• PASSAGE TO READ:
Later they moved to Deep River, and finally to Springfield meeting, High Point, North Carolina, where they were one of the original families of the Springfield Community. Mordecai died 3 November 1803, and Charity died 20 September 1809, both in Springfield, Guilford County, North Carolina, buried in the New Garden Cemetery.
Mordecai left the following will:
"I, Mordecai Mendenhall, of Guilford County and state of North Carolina being in sound in mind and memory do make this my last will and testament in the manner and form following:
I lend unto my loving wife Charity Mendenhall the plantation that I now live on during her life also my personal estate except what I hereafter order otherwise.
I give unto my son Richard Mendenhall heirs five shillings. I give unto my son, Thomas Mendenhall, heirs five shillings. I give unto my son, Aaron Mendenhall, heirs five shillings. I give unto my daughter, Charity Mills, five shillings. I give unto my son, Isaac Mendenhall, the plantation that I now live on containing three hundred and thirty two acres at the decease of my wife to him, his heirs and assigns forever. I give unto my son, Isaac, my smith tools. I give my money and notes of hand unto my four sons Moses, Stephen, Mordecai and Isaac Mendenhall and at the decease of their mother all the remainder of my personal estate to be equally divided amongst them.
I do hereby appoint my sons, Stephen and Isaac Mendenhall, executors to this my last will and testament. Ratifying this to be my last will and testament in witness whereof I have hereunto set my hand and seal this ninth day of the first month in the year of our Lord one thousand seven hundred ninty six.

• TASK GOAL: Repeat word for word the part of the Mordecai Mendenhall passage starting at "Later they moved" and ending at "New Garden Cemetery.".

• ITEMS:
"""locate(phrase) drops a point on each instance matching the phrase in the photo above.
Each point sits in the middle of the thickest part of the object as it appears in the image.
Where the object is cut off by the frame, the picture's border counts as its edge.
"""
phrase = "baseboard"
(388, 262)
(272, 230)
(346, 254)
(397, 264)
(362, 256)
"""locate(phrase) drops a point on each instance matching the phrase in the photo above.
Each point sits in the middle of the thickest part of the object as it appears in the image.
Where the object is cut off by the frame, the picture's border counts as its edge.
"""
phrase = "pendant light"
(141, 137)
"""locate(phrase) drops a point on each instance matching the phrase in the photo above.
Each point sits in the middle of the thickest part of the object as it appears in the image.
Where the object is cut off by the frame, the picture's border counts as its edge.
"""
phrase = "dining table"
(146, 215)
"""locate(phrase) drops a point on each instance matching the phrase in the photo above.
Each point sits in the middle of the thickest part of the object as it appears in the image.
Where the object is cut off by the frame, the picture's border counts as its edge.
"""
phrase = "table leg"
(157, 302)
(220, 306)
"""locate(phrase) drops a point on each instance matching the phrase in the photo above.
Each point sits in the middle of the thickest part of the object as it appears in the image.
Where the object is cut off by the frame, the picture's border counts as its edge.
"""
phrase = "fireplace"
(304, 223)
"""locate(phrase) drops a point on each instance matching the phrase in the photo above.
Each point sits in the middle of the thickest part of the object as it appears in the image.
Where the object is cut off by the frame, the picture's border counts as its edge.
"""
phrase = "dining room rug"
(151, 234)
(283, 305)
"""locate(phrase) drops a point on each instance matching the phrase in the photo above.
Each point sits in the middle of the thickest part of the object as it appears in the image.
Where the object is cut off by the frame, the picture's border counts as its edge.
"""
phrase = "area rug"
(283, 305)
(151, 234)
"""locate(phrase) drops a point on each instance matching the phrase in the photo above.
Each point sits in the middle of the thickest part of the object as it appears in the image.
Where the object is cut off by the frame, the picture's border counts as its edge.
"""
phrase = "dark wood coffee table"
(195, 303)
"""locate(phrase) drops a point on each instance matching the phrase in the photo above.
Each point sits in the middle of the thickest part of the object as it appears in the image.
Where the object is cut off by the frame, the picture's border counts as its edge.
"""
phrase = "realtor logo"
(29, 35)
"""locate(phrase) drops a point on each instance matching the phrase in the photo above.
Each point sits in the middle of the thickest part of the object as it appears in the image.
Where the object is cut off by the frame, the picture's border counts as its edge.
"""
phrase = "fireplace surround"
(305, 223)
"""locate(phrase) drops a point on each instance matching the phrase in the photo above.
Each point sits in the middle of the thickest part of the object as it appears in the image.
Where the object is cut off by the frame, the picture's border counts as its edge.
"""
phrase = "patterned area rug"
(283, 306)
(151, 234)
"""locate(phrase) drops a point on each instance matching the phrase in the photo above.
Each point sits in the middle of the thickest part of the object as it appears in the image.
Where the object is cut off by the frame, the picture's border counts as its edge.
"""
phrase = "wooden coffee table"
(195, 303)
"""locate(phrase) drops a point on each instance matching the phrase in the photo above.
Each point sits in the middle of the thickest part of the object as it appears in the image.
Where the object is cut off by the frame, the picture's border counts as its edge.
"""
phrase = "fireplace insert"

• EXERCISE SOLUTION:
Later they moved to Deep River, and finally to Springfield meeting, High Point, North Carolina, where they were one of the original families of the Springfield Community. Mordecai died 3 November 1803, and Charity died 20 September 1809, both in Springfield, Guilford County, North Carolina, buried in the New Garden Cemetery.